[Entries from a pointing dataset]
◇ ◇ ◇

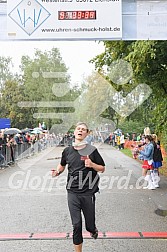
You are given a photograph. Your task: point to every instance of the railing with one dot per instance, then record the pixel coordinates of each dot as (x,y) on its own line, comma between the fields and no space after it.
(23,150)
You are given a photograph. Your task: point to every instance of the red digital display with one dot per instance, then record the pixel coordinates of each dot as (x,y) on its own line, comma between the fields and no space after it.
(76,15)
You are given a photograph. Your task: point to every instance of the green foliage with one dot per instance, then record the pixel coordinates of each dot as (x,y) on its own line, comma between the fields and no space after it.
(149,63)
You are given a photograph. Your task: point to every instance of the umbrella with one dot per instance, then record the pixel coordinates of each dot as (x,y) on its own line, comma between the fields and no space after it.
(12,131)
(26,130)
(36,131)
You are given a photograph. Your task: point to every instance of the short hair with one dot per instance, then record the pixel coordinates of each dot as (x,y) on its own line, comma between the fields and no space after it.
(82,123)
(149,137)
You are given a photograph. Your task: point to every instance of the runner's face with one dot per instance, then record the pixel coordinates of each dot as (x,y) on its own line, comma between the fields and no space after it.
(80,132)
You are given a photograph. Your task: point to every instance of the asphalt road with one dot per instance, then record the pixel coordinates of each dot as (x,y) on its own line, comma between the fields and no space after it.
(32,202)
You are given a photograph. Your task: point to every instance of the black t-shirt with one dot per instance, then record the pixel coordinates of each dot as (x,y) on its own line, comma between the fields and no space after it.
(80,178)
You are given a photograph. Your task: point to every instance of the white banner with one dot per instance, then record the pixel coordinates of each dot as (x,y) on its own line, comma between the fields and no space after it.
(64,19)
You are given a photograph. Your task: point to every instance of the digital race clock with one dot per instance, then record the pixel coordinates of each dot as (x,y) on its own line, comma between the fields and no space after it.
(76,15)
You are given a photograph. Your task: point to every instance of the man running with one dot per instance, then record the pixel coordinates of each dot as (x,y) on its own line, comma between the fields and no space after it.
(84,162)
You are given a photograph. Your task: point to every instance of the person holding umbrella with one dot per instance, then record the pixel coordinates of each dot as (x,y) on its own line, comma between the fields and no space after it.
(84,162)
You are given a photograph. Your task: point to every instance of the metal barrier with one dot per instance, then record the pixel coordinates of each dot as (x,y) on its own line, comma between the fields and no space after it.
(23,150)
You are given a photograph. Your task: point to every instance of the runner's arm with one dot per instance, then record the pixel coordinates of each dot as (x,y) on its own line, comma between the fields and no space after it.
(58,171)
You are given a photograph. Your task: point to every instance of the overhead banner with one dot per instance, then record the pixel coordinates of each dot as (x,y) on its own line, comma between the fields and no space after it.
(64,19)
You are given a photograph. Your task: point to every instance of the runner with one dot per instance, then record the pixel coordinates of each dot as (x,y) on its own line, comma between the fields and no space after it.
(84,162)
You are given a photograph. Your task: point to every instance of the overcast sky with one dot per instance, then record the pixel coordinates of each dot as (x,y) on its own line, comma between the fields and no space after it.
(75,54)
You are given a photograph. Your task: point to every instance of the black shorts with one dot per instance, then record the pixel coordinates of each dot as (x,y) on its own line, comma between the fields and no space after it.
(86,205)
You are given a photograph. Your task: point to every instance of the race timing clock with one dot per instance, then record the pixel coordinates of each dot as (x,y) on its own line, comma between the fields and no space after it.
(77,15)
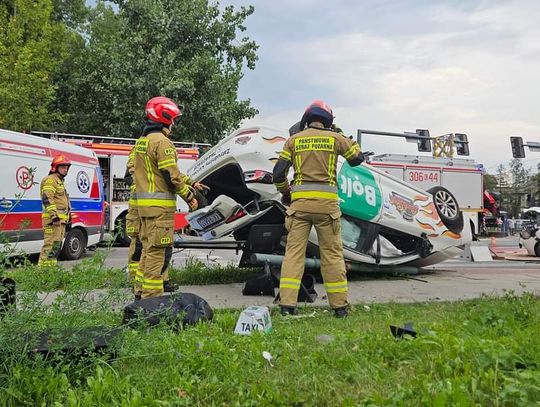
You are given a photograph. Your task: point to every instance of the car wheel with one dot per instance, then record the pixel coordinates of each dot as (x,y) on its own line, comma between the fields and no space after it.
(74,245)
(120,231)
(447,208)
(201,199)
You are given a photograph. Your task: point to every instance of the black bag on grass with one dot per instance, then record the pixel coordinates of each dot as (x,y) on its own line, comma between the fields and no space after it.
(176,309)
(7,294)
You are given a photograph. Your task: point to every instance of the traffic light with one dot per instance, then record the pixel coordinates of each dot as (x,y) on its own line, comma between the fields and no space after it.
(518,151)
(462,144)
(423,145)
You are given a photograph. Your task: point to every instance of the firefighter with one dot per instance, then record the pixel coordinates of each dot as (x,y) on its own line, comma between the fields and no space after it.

◇ ◇ ◇

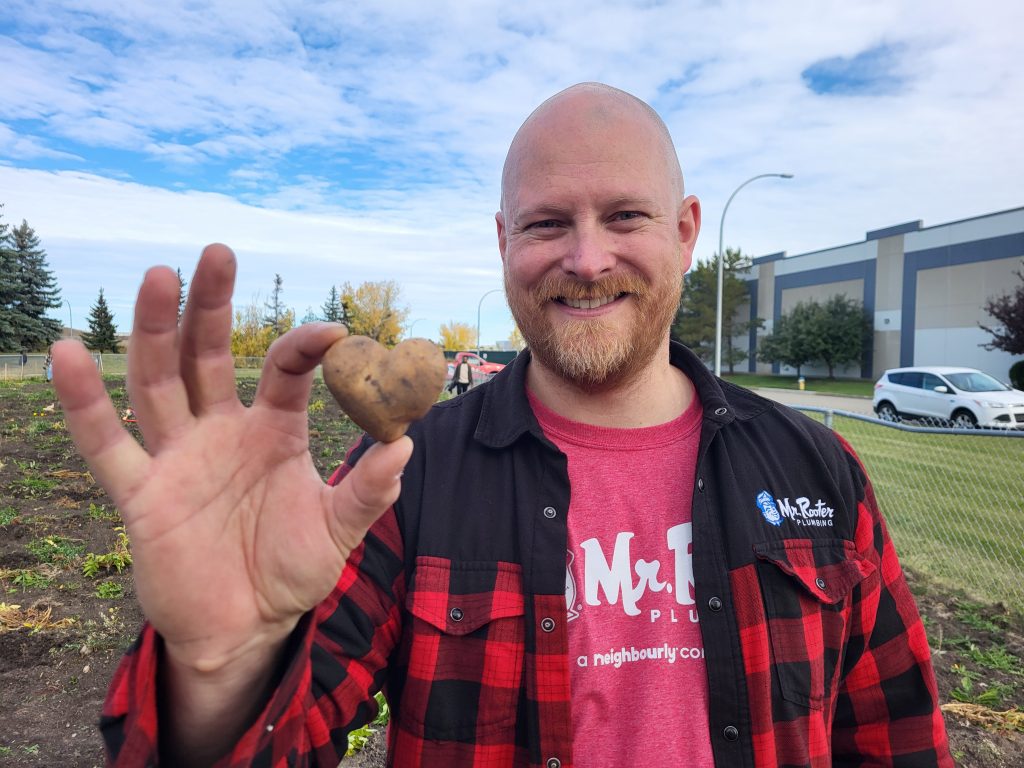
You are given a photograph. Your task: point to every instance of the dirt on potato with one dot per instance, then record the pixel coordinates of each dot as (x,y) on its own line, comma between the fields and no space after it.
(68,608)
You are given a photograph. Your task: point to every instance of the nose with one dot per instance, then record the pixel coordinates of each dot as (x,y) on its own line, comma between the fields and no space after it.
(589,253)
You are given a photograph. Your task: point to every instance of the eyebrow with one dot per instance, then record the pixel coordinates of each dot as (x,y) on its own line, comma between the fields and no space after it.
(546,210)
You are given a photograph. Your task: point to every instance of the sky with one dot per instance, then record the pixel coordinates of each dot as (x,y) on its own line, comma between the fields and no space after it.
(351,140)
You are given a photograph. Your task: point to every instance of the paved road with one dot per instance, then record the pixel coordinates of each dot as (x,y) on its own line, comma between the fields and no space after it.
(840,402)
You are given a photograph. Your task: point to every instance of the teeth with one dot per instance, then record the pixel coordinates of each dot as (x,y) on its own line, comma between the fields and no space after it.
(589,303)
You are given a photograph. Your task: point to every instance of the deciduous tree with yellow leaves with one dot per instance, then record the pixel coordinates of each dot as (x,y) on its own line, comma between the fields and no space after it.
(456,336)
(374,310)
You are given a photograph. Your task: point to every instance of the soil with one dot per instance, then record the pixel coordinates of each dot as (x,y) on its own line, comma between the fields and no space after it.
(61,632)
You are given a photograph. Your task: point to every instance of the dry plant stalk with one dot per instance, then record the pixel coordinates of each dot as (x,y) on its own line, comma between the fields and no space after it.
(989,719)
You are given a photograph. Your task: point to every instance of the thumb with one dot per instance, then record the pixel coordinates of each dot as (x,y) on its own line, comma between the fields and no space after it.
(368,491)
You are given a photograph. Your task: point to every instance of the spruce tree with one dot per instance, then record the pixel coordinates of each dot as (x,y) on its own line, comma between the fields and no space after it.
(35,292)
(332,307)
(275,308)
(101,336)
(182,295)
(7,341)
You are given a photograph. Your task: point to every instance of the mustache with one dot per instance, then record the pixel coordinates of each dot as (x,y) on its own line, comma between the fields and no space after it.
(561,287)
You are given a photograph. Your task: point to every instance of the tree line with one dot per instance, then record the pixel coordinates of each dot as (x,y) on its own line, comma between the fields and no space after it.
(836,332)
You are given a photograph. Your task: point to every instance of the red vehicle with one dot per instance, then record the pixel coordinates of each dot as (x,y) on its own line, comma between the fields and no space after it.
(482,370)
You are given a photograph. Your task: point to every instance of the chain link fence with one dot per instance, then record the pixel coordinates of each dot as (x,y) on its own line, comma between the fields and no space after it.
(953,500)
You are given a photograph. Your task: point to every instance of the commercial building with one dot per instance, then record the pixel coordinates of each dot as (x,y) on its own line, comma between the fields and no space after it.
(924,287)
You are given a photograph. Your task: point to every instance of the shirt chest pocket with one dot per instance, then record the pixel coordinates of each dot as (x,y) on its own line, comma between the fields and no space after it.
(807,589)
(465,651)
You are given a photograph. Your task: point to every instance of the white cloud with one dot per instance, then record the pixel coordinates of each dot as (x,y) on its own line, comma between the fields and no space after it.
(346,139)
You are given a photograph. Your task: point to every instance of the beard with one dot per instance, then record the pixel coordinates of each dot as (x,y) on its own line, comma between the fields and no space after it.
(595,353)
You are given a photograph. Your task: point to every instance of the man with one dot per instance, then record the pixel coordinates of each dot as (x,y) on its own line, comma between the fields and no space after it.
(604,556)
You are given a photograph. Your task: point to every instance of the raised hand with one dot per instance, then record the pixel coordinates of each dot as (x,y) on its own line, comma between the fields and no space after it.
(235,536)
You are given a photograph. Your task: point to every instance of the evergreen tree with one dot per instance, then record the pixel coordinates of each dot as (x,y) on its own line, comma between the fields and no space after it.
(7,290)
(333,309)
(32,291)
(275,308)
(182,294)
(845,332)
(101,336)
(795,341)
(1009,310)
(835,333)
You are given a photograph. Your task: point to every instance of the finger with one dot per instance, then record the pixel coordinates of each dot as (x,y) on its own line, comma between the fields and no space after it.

◇ ◇ ◇

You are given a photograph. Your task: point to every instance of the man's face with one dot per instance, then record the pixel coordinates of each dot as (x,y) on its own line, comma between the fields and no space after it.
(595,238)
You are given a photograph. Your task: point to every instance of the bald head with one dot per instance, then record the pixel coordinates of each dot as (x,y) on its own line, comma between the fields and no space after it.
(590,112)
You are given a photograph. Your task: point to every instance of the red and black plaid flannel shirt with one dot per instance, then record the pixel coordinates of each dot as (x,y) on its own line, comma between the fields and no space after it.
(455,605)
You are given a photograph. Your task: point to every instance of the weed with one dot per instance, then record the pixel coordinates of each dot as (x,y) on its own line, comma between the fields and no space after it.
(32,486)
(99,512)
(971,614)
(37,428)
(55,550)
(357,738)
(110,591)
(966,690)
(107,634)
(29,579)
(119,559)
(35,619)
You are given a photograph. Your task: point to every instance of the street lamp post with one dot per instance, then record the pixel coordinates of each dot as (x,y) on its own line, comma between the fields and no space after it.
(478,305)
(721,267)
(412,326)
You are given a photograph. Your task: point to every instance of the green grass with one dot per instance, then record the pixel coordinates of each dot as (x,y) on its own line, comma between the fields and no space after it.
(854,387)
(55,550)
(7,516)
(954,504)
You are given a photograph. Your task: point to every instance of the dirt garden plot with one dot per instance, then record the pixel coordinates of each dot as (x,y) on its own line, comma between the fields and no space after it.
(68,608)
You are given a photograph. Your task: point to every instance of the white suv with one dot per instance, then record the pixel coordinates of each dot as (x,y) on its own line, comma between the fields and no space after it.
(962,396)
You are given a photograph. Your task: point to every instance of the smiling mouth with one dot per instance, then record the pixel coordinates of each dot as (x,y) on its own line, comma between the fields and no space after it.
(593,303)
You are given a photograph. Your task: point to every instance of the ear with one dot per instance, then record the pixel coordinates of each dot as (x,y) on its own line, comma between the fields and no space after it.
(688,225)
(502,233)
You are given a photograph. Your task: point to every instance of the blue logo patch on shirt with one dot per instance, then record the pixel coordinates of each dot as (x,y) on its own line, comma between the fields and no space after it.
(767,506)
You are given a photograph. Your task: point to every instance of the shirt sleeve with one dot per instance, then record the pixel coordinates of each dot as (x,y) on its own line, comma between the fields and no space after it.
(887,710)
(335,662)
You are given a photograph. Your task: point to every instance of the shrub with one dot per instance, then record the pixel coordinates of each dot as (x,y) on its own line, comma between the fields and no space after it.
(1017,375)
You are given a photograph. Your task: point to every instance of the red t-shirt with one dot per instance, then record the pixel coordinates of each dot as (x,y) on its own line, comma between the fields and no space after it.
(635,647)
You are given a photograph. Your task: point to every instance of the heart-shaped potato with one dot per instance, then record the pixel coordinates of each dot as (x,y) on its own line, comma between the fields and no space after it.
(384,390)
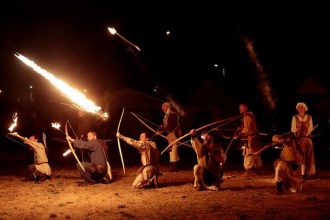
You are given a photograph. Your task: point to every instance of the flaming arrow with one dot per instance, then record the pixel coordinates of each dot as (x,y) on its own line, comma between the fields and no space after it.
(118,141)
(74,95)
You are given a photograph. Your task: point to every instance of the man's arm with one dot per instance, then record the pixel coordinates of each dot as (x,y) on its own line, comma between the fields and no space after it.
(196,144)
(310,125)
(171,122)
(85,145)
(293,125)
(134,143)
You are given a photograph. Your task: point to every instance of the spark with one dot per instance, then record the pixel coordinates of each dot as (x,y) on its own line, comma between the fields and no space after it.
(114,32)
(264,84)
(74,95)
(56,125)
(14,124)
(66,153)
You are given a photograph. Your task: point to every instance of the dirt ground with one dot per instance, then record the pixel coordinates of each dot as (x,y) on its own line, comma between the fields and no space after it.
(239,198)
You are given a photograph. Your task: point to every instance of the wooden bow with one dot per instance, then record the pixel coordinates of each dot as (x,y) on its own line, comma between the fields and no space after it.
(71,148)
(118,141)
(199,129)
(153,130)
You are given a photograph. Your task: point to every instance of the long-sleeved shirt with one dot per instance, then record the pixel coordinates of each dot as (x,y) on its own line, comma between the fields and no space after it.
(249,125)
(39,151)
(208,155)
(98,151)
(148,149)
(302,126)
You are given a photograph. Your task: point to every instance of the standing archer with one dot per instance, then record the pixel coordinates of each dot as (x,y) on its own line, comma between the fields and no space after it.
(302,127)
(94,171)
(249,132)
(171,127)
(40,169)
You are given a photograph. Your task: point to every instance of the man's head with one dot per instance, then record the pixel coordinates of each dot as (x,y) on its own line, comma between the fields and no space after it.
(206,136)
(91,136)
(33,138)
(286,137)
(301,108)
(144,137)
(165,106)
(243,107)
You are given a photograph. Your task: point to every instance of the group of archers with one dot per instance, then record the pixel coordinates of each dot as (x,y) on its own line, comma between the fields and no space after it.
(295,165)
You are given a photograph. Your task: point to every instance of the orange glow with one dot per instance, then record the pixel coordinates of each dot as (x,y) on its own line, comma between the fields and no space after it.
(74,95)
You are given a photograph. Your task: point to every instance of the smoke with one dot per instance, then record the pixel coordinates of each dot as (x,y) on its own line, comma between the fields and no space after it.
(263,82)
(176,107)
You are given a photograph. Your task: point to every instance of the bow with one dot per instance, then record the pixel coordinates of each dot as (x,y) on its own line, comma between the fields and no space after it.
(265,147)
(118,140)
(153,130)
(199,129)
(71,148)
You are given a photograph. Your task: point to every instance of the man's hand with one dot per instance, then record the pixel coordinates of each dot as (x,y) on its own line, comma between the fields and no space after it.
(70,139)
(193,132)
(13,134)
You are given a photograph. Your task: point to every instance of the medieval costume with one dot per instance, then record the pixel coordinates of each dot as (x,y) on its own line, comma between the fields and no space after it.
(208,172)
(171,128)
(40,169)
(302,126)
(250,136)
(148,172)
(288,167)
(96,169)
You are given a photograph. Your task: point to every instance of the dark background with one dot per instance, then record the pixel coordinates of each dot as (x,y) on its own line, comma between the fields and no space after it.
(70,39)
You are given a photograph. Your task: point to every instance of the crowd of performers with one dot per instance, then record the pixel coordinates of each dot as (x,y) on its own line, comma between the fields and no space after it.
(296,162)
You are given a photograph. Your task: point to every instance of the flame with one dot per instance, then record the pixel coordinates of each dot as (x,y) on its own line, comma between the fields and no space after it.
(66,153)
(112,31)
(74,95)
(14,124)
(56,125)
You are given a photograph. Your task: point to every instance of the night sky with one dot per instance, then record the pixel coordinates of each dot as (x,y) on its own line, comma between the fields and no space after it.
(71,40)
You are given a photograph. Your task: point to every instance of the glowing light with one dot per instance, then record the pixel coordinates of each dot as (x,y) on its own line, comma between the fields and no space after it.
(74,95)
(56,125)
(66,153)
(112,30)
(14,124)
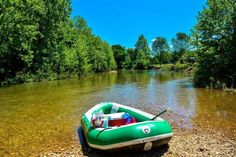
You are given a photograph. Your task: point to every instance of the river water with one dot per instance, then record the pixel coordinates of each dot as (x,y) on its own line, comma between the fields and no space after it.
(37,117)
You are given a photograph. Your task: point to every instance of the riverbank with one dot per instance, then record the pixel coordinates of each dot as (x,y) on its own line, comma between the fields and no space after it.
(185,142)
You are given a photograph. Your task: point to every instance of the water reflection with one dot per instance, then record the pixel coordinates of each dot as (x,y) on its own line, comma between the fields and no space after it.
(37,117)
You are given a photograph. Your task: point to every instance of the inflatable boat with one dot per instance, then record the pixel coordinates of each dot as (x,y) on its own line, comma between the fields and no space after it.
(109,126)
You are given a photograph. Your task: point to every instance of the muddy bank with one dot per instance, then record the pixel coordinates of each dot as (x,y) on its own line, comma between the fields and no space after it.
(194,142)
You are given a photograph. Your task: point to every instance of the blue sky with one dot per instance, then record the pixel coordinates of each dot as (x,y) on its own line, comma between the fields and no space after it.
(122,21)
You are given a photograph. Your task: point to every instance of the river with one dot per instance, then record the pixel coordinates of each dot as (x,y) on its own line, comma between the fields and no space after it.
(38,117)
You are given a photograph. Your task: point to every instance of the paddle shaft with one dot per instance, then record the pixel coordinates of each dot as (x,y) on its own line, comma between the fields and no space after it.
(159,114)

◇ ◇ ◇

Can you find every line in the records above that contains the string "runner" and copy each of those lines in full?

> _Finished task_
You are given a photograph. Your task: point to every instance of the runner's face with one dot per instance, then record the pixel coordinates of each dot as (x,y) on its own line, comma between the fields and no space after it.
You are given a photograph. Your task: point to every instance of the runner's arm with one dot per instance, then record the pixel coordinates of each dot as (x,y) on its own line, comma between the fields and no space after it.
You are given a photograph. Your task: point to every instance of the runner with one dot per instance, then record the pixel coordinates of each dot as (x,y) on its own line, comma between the fields and no space after it.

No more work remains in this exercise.